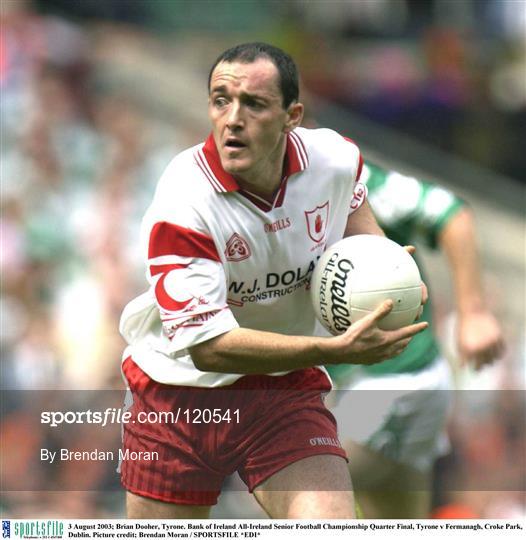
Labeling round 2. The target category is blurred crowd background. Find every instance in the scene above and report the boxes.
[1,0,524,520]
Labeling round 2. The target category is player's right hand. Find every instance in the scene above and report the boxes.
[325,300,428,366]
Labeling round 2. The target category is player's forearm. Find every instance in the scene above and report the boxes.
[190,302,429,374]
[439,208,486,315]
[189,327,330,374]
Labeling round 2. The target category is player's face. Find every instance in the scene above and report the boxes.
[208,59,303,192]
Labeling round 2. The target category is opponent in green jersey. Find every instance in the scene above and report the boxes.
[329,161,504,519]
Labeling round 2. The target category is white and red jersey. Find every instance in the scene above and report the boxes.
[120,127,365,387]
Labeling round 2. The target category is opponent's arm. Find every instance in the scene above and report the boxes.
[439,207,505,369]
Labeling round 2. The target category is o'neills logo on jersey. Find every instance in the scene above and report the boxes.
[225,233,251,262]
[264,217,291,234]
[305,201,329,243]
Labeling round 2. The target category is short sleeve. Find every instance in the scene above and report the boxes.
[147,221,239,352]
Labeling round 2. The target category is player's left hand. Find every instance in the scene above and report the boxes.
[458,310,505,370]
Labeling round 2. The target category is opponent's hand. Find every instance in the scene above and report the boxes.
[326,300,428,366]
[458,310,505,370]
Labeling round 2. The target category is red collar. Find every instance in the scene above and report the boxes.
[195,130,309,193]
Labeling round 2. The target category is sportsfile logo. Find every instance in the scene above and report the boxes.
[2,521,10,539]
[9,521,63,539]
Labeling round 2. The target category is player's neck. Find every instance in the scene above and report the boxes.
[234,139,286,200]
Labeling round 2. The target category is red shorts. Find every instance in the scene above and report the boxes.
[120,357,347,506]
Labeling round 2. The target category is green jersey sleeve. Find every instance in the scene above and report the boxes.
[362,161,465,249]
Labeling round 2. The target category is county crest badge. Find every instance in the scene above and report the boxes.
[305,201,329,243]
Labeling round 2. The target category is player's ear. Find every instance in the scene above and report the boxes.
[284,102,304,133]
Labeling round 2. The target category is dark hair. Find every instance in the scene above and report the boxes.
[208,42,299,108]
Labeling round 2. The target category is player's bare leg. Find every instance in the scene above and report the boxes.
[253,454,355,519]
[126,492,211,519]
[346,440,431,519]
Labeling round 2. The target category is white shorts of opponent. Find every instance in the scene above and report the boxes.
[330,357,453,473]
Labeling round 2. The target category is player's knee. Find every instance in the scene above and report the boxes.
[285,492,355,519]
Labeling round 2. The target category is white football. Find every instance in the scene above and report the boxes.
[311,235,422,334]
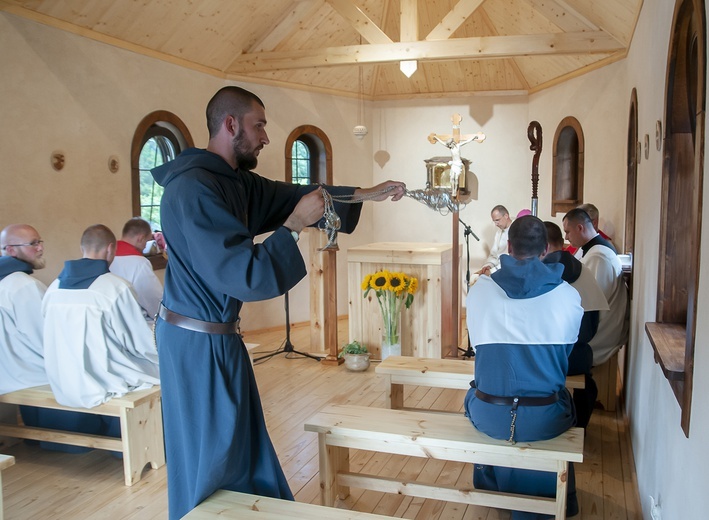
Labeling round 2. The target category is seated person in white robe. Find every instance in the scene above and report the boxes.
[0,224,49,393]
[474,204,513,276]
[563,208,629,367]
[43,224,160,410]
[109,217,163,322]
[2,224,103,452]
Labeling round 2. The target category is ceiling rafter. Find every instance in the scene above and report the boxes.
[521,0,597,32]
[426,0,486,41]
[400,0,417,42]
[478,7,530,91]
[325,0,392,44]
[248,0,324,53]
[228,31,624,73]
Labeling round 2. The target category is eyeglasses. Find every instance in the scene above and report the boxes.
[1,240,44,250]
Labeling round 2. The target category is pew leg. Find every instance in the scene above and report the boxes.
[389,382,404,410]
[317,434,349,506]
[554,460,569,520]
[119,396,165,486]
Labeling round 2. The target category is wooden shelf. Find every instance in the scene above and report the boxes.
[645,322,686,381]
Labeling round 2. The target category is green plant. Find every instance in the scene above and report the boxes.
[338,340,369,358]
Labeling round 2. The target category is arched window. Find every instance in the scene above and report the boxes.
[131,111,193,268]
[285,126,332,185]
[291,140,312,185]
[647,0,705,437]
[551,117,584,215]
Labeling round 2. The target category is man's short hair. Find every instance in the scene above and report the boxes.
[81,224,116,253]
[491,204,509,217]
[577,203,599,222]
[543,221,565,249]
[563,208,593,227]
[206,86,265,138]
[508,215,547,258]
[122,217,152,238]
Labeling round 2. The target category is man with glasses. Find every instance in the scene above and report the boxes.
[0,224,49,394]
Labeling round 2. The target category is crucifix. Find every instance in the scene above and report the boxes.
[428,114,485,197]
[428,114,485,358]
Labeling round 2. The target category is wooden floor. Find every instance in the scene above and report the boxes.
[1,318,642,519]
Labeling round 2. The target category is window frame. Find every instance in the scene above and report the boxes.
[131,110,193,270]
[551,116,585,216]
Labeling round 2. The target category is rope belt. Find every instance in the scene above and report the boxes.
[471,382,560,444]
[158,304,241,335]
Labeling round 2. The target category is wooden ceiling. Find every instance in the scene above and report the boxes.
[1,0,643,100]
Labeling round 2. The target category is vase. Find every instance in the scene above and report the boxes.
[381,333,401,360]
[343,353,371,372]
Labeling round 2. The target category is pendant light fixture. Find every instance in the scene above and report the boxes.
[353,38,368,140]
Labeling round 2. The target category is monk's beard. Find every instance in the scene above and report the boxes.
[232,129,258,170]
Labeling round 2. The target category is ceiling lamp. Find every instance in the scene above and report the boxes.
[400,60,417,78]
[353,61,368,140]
---
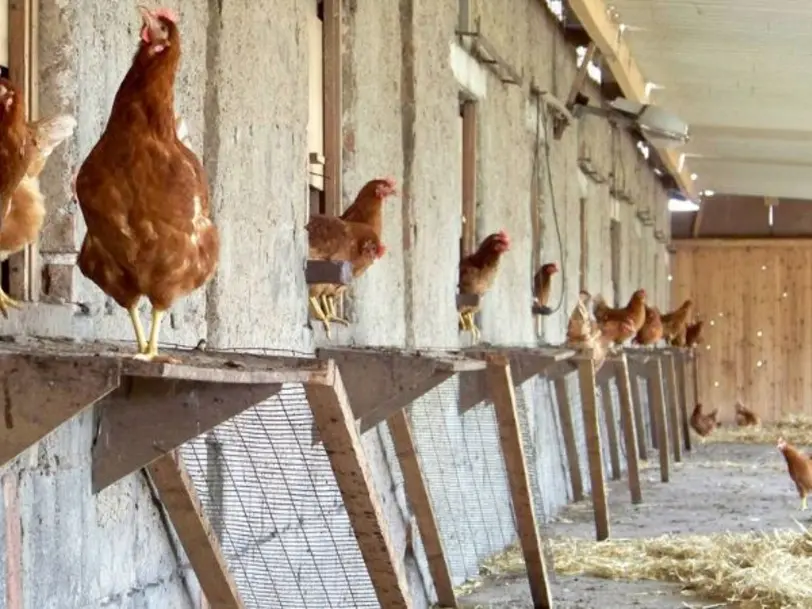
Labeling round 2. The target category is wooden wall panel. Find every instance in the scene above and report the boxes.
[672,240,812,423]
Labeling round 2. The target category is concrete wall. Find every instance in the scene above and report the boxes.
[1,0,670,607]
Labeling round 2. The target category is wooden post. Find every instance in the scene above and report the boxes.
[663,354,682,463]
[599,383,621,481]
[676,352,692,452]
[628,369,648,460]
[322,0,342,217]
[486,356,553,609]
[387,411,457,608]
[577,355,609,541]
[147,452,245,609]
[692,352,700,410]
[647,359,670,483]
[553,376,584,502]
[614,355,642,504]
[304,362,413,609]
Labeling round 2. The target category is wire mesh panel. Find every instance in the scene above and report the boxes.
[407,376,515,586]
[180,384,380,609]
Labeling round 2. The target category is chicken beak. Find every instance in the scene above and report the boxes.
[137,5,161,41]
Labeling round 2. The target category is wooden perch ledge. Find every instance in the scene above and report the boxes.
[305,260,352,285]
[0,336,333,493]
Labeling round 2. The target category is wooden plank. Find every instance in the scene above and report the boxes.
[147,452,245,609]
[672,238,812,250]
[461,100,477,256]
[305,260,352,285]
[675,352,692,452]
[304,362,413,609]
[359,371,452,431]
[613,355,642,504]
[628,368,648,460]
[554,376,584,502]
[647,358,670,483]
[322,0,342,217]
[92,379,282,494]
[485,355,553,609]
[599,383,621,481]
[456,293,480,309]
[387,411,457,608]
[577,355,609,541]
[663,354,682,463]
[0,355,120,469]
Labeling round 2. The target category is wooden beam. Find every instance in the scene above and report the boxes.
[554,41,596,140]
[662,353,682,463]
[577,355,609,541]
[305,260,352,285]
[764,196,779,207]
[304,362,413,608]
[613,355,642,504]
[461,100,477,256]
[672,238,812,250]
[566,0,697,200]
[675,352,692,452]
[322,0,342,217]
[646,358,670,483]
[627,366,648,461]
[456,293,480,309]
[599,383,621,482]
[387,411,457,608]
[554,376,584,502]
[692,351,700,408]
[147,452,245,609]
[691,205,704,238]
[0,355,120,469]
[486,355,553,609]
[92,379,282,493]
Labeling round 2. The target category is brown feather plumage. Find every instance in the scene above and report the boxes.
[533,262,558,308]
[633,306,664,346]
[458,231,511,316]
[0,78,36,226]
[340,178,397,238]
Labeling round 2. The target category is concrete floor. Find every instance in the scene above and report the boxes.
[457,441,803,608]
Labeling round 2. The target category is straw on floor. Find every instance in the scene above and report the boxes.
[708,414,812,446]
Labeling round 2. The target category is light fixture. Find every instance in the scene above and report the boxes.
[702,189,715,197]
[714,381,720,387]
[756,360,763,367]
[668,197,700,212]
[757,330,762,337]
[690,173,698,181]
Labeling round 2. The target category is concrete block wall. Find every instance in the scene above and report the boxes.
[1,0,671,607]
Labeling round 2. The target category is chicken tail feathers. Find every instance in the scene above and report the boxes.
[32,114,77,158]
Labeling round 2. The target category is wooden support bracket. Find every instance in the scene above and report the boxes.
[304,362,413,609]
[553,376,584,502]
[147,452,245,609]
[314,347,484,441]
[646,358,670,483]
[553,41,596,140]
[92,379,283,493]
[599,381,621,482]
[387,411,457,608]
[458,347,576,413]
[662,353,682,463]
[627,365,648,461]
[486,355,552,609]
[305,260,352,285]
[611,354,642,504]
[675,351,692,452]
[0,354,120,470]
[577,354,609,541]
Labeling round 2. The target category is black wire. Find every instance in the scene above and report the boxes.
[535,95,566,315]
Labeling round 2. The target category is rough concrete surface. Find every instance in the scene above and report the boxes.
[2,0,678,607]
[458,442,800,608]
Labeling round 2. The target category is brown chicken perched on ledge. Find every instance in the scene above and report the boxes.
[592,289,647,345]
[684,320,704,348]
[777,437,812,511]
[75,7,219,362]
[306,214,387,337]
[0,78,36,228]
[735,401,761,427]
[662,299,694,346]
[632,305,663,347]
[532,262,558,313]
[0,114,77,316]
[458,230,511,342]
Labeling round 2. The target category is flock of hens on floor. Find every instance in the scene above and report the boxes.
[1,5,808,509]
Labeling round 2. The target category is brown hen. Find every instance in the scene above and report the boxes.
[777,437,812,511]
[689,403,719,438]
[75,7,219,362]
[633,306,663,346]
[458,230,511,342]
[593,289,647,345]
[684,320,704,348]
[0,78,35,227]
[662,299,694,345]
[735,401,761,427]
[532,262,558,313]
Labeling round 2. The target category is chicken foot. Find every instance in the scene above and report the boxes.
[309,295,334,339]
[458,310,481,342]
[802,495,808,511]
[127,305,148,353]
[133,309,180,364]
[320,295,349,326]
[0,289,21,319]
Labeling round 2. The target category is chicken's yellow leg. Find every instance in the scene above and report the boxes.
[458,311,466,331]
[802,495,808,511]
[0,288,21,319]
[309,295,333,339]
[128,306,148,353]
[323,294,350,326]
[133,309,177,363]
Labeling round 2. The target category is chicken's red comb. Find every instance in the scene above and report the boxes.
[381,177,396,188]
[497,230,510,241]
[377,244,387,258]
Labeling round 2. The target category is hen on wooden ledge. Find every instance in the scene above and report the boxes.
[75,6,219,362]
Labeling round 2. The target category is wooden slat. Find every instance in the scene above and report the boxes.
* * *
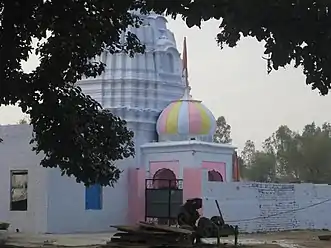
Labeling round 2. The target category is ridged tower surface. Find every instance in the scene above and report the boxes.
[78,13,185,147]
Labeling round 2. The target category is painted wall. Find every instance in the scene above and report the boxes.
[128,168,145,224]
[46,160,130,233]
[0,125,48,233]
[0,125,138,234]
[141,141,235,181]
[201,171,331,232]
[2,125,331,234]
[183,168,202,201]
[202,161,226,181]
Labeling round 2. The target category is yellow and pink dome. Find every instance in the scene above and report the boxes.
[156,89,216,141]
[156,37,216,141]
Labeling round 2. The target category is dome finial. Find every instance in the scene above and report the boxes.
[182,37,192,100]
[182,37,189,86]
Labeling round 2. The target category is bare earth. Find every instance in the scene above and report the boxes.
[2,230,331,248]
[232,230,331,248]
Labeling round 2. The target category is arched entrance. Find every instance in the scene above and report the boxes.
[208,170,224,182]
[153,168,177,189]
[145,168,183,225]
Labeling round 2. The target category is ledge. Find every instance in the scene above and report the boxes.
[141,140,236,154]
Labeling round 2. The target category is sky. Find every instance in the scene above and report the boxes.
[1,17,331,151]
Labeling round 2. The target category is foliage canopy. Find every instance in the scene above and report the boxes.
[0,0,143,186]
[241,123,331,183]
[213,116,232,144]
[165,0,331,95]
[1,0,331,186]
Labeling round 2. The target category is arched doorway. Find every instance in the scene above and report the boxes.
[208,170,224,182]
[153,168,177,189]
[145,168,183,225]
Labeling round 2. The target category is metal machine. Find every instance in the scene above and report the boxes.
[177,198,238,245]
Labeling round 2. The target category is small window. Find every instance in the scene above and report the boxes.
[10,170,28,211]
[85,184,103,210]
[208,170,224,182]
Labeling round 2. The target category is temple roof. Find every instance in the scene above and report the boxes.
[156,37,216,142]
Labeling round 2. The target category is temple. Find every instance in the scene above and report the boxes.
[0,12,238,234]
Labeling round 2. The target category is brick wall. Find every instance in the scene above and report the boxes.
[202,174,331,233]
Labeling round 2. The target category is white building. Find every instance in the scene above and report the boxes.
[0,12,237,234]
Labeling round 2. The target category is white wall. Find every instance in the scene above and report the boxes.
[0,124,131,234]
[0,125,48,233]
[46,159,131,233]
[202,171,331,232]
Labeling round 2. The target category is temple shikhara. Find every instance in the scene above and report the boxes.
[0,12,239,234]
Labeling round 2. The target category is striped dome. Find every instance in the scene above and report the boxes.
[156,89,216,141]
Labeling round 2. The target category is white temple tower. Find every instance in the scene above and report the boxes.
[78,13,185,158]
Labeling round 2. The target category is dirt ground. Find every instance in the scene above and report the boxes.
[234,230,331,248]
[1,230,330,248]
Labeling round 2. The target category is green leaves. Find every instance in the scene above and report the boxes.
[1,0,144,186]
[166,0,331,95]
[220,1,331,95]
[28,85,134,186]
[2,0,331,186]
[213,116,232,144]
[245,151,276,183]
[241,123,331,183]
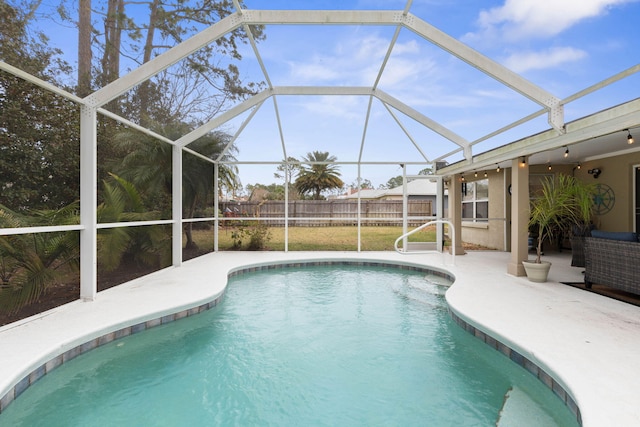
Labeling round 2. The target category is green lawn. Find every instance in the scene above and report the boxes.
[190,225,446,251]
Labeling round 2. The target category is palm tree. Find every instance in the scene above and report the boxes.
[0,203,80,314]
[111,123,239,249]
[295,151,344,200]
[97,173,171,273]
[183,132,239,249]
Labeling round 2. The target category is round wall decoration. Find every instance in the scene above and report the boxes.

Exercise details:
Retype, in the same exact form, the lines of the material above from the line holding "Labeling round 2. The target category is chicken's yellow" through the line holding "Labeling round 2. The target category is wooden slat.".

Answer:
Labeling round 2. The target category is chicken's yellow leg. Find every instance in the scene above and report the boxes.
[458,311,466,331]
[802,495,808,511]
[0,288,21,319]
[309,295,333,339]
[128,306,148,353]
[323,294,350,326]
[133,309,177,363]
Labeling round 2. The target category is chicken's red comb. Find every instance in the scene above and report the boxes.
[381,177,396,188]
[497,230,510,241]
[377,244,387,258]
Labeling round 2. The target category is hen on wooden ledge. Find every instance in the scene above and report the boxes.
[75,6,219,362]
Labeling round 2. The target category is wooden slat. Find every instance in the scene above and report the boxes.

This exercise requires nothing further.